Passage shown —
We are a group of researchers and analysts who are interested in data science and would like to use our expertise to contribute to the understanding of COVID-19 in our communities.
Looking for data…
One of the challenges we encountered trying to understand the spread of COVID-19 was finding a data source in a format that is easily accessible for analysis. When we were unable to locate such a file (and finding that the process to scrape data through R was too messy given the formats that the information has been released) we decided to take a manual approach. Using a few different sources, we have compiled data tables which are easily accessible in R (our favorite) and Python.
…Compiling our own
A COVID19 Googls Sheet for Ontario cases has been created, and is being maintained, with data from an Ontario government website and resources available on two Wikipedia pages. We will continue to update these tables until a more authoritative source of case records is made available, ideally by Public Health Ontario.
Resources: An invitation to explore and dive deeper
As we explore this data we will be sharing visualizations and insights on the Data User Group website. Our hope is that others will find our summaries useful. We extend an open invitation to others interested in data science to engage in additional analysis and use this data set for your own exploration. Resources include:
- A Github has also been created which will include the R code of our members as well as a .csv file that will be updated regularly. The Google Sheet will serve as our authoritative data source and the github will serve as our central repository for code. We invite any who are interested to contribute to the github.

Stored data —
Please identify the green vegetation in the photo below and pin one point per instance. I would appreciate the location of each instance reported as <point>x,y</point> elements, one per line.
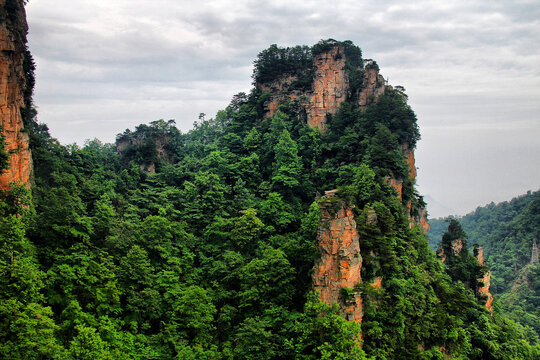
<point>507,232</point>
<point>210,256</point>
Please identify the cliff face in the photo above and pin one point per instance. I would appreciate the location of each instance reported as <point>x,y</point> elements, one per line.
<point>338,270</point>
<point>13,30</point>
<point>485,281</point>
<point>330,87</point>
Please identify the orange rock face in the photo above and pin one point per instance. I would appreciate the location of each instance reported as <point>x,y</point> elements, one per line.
<point>374,84</point>
<point>338,270</point>
<point>330,87</point>
<point>483,291</point>
<point>13,29</point>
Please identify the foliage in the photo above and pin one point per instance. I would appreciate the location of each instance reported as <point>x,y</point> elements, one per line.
<point>507,231</point>
<point>210,255</point>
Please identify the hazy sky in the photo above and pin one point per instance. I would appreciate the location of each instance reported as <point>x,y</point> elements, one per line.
<point>471,70</point>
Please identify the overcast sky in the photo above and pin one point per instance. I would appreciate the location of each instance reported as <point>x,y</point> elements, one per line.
<point>471,70</point>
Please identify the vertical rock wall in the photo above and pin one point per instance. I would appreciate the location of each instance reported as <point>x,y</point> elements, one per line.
<point>485,281</point>
<point>13,30</point>
<point>338,270</point>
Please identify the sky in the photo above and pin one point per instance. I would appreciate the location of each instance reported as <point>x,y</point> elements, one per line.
<point>471,70</point>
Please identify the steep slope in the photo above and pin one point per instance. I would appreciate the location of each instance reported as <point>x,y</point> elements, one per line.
<point>13,84</point>
<point>219,253</point>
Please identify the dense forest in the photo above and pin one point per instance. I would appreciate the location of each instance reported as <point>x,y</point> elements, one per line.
<point>508,232</point>
<point>200,245</point>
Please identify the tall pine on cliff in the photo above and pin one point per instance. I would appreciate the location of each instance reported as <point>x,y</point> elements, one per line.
<point>200,245</point>
<point>508,232</point>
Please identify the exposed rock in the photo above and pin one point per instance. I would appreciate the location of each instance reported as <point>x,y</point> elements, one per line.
<point>374,84</point>
<point>330,87</point>
<point>485,281</point>
<point>13,30</point>
<point>337,272</point>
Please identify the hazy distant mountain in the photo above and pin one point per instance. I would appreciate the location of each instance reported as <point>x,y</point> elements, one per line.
<point>436,209</point>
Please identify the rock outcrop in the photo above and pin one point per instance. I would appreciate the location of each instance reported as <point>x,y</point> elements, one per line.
<point>337,272</point>
<point>330,87</point>
<point>485,281</point>
<point>13,30</point>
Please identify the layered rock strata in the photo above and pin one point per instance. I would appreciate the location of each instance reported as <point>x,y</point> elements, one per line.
<point>337,272</point>
<point>13,30</point>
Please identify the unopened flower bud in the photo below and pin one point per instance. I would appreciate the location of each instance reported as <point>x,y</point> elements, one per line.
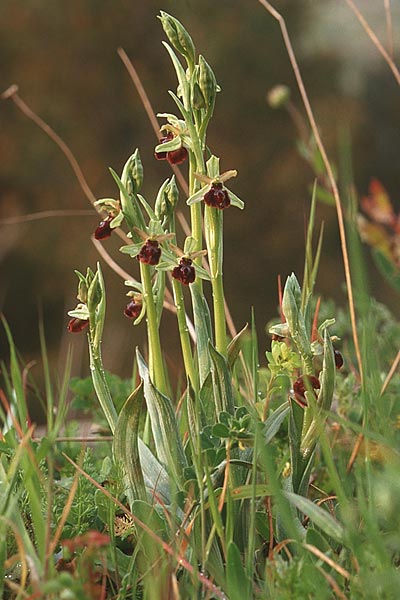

Tasks —
1. In the passage on Ontario COVID-19 data, why did the group decide to compile its data tables by hand? Answer in one to three sentences.
2. Continue the passage on Ontario COVID-19 data from the point where it stops.
The entries have nothing to do with the passage on Ontario COVID-19 data.

Exercise answers —
1. The group could not find a data source in a format that was easy to use for analysis. Scraping the data through R was also too messy because of the formats in which the information had been released, so they compiled the tables manually from a few different sources.

2.
- A Shiny app of the github code has been created to provide interactive explorations of the COVID19 data by regional spread.
Data Background and Sources
The “Provincial Reporting” tab in the Google Sheet is a compilation of data from this Ontario government website. This webpage provides a table on new cases of COVID-19 diagnosed in the province. Following are notes about the data:
- Using the Wayback Machine, the earliest records that could be obtained began at case 32.
- The first 31 cases were then compiled by parsing the press releases available at the bottom of the page.
- Currently, case numbers 6, 16, 17 and 18 have not been found in the available press releases.
- Coding with respect to regional health unit appears to have changed over time. A new column has been added with recoded health unit labels for consistency.
- On March 18th the website stopped posting the hospitals the cases are related to.
- The data in the Google Sheet is updated daily from this website, around 10:30 am and 5:30 pm when the data is released.
The “Wikipedia” tab in the Google Sheet is a compilation of data from Wikipedia’s Thematic Google Map. Included in this map are interactive summaries by region which includes the number of cases, number of patients in local hospitals and buildings that have been impacted. Following are notes about the data that is published on this page:
- The data in the Google Sheet is updated daily from this website.
- Wikipedia also provides a table with time-series data for the spread of COVID-19 for each province. The data from this website is available in “Wikipedia National” tab in the Google Sheet and is updated less frequently than the other two tabs.